Data rows:

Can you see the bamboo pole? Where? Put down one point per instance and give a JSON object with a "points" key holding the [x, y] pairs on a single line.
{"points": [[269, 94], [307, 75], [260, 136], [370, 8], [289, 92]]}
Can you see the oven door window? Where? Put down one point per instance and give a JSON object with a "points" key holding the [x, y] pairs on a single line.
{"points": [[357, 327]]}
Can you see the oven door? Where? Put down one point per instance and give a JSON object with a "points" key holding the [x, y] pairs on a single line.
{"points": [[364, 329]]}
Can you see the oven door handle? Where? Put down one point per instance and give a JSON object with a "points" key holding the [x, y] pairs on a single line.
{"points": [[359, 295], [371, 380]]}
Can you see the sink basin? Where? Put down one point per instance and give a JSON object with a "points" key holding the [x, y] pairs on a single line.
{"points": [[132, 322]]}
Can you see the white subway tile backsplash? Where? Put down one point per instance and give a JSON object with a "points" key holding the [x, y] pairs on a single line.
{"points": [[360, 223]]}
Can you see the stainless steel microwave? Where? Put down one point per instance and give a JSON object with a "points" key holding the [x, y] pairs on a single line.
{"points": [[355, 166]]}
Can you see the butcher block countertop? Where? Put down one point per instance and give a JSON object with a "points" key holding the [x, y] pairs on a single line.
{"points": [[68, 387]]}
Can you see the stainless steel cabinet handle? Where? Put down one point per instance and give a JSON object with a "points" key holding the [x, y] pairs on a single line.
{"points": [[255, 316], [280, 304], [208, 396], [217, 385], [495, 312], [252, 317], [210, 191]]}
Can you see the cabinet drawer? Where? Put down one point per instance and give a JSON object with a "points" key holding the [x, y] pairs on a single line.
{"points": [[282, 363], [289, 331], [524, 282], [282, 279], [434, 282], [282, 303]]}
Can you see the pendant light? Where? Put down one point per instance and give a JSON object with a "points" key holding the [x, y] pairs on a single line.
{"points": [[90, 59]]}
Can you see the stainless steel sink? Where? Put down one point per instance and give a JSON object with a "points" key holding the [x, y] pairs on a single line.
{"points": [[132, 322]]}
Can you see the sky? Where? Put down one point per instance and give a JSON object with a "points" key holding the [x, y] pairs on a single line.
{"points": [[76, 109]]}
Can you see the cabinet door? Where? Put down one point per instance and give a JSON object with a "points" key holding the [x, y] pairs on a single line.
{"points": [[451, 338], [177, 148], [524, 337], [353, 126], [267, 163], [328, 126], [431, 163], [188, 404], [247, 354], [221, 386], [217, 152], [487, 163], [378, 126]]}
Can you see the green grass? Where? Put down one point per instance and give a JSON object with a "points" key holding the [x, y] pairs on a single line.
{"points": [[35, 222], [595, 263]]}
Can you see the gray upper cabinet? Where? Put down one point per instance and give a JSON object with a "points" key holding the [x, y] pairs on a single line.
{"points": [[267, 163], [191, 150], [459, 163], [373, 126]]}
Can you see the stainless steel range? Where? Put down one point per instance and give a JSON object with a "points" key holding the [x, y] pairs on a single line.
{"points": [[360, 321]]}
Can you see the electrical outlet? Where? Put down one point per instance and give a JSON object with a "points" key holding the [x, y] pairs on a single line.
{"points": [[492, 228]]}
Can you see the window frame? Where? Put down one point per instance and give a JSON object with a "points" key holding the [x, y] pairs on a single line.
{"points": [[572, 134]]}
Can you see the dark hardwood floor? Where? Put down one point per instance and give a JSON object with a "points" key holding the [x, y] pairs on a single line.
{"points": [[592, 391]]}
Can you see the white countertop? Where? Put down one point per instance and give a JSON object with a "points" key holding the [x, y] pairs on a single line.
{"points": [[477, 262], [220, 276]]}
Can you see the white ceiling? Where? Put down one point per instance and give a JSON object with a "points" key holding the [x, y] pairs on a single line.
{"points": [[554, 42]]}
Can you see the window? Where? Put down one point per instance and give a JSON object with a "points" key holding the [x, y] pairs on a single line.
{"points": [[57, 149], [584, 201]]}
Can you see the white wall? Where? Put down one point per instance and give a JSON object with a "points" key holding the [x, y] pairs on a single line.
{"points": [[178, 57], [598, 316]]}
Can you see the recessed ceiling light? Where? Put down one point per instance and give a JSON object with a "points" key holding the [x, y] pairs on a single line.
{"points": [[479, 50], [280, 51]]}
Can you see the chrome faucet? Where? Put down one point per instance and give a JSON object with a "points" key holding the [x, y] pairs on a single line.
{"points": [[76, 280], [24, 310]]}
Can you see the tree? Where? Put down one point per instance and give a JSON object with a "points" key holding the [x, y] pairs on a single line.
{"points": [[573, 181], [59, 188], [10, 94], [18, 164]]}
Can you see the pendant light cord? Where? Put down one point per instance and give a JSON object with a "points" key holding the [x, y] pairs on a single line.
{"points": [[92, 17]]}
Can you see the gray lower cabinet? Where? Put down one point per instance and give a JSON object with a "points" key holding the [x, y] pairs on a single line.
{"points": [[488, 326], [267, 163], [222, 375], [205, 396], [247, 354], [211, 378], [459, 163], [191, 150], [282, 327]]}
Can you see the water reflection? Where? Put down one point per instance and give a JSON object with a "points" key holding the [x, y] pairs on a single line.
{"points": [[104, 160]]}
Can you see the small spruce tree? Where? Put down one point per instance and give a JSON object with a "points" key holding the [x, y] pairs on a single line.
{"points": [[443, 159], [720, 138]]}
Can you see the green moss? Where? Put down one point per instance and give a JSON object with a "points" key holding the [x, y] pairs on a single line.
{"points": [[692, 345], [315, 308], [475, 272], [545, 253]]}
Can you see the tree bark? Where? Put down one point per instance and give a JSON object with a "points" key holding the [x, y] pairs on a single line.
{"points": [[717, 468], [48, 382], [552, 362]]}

What needs to be done: Write out the full listing, keeping every line exactly as it is.

Task solution:
Can you see the bamboo pole? Where? Put down one point per instance and give a JSON object with a "points" key holding the [x, y] pairs on a single line.
{"points": [[269, 94], [307, 75], [260, 136], [370, 8], [289, 92]]}
Can you see the oven door window? Where? Put down one point per instance and give a JSON object with a "points" key holding the [x, y] pairs on a single line.
{"points": [[357, 327]]}
Can you see the oven door? Where? Put down one point per instance and give a JSON object with a "points" key holding the [x, y] pairs on a single line.
{"points": [[364, 329]]}
Can you see the oven door handle? Where? Put down one point per instance and give a JSON object with a "points" key holding the [x, y] pairs on a single line.
{"points": [[359, 295], [371, 380]]}
Can you see the sink basin? Where? Put down one point per instance and give a JSON object with a "points" key holding the [x, y] pairs on a single line.
{"points": [[132, 322]]}
Can you see the white subway tile backsplash? Where? Put down one point per instance and give a JSON object with a "points" key holding the [x, y] pairs on a single line.
{"points": [[360, 223]]}
Can you see the stainless steel microwave? Where? Put down one point per instance and give a JSON object with a "points" key holding the [x, y] pairs on a single line.
{"points": [[355, 166]]}
Can you see the butcher block countertop? Where? Put down one point per instance and give a JSON object with a "points" key holding the [x, y] pairs on a single line.
{"points": [[68, 387]]}
Can you see the stainless steel cabinet handle? Where? Put down one point per instance and give a JSON object with a "points" key holding the [x, y] pairs on a single line.
{"points": [[255, 316], [280, 304], [208, 396], [217, 385], [495, 312], [252, 317], [210, 191]]}
Can you see the cabinet drawer? Where? Put down one point per instance and give a JSON object with a "points" key holding the [x, y] pairs on a single line.
{"points": [[282, 363], [289, 331], [524, 282], [282, 279], [434, 282], [282, 303]]}
Can you see the pendant light? Where? Put down one point per instance and give a JSON object with a "points" key holding the [x, y] pairs on a single line.
{"points": [[90, 59]]}
Can you see the stainless steel sink? Where? Put down one point per instance and give a JSON object with a "points" key holding the [x, y] pairs on a single line.
{"points": [[132, 322]]}
Can you see the sky? Where? Put down one point per instance and give a JSON object with a "points" key holding the [x, y] pairs on a single line.
{"points": [[76, 109]]}
Can you see the cabinet door? Where? Put down one point per instance and give a JSON object with a "points" key holding the [x, y] pairs on a single line.
{"points": [[451, 338], [177, 148], [524, 337], [353, 126], [267, 163], [328, 126], [431, 163], [188, 404], [247, 354], [221, 386], [217, 152], [487, 163], [378, 126]]}
Can you see the green grass? Where? Put down one point per instance and give a JSON object with a "points" key holding the [x, y] pairs on a single line.
{"points": [[35, 222], [595, 263]]}
Can you see the gray upper cabinet? Where? Put down one point per instance and give a JSON object with a "points" key holding the [x, y] pairs on a single line.
{"points": [[267, 163], [191, 150], [459, 163], [373, 126]]}
Can you see the stainless steel range? Where? Put down one point per instance and give a JSON object with a "points" key holding the [x, y] pairs on a single line.
{"points": [[360, 321]]}
Can you see the electrical outlet? Where? Put down one point per instance and give a JSON object with a "points" key holding the [x, y] pairs on a single line.
{"points": [[492, 228]]}
Can you see the window frame? Where? Put down one point per instance and give a JSON object with a "points" key holding the [x, y] pairs on a single line.
{"points": [[572, 134]]}
Can you see the dark hardwood floor? Where? Put down one point per instance and give a JSON object with a "points" key holding the [x, y] pairs on a single line.
{"points": [[592, 391]]}
Can you see the white countertop? Where? Put down one point per instance and give a JSON object with a "points" key holding the [x, y] pairs on a single line.
{"points": [[477, 262], [220, 276]]}
Can you see the white ceiling? Where? Put down one point per instance and give a JSON object with a "points" key holding the [x, y] pairs on a single line.
{"points": [[554, 42]]}
Can you see the window? Where? Put down one point per instance and give a JSON object with a "points" key holding the [x, y] pairs on a single line.
{"points": [[57, 149], [584, 201]]}
Can you see the white wall? Where? Put down one point per instance and give a JSON object with a "points" key holding the [x, y] pairs on a single line.
{"points": [[178, 57], [598, 316]]}
Can you see the recessed ceiling light? Where? Put down one point per instance and give a JSON object with a "points" key holding the [x, y] pairs on a single line.
{"points": [[479, 50], [280, 51]]}
Can you see the chrome faucet? Where? Put down one point per instance and give a JSON object with a "points" key holding the [x, y] pairs on a single line.
{"points": [[76, 280], [24, 310]]}
Can you see the tree? Where? Put down one point per instance and give a JSON object with a "points" key holding the [x, y] pairs on a single line.
{"points": [[573, 181], [59, 188], [10, 94], [18, 164]]}
Can you see the pendant light cord? Where? Put down one point per instance and give a JSON object with a "points" key holding the [x, y] pairs on a single line.
{"points": [[92, 17]]}
Can you see the gray lower cabinet? Where? Put down one point per instance and give a JSON object with a "points" key holding the [x, y] pairs on a single line.
{"points": [[488, 326], [267, 163], [222, 375], [205, 396], [247, 354], [211, 378], [459, 163], [191, 150], [282, 327]]}
Can you see the water reflection? Where? Put down one point per instance and give a JSON object with a "points" key holding the [x, y] pairs on a single line.
{"points": [[104, 160]]}
Can you see the small spruce tree? Where? Put down one point per instance and give a JSON object with a "points" key holding the [x, y] pairs on a single line.
{"points": [[443, 159], [720, 138]]}
Can you see the green moss? Where? Put down one point per instance and give a JSON object with a "points" key holding the [x, y] pairs on a single line.
{"points": [[692, 345], [315, 308], [475, 272], [545, 253]]}
Can you see the tree bark? Where? Put down one point per instance and give a JSON object with a "points" key holding the [x, y] pairs on a single line.
{"points": [[717, 468], [48, 382], [552, 362]]}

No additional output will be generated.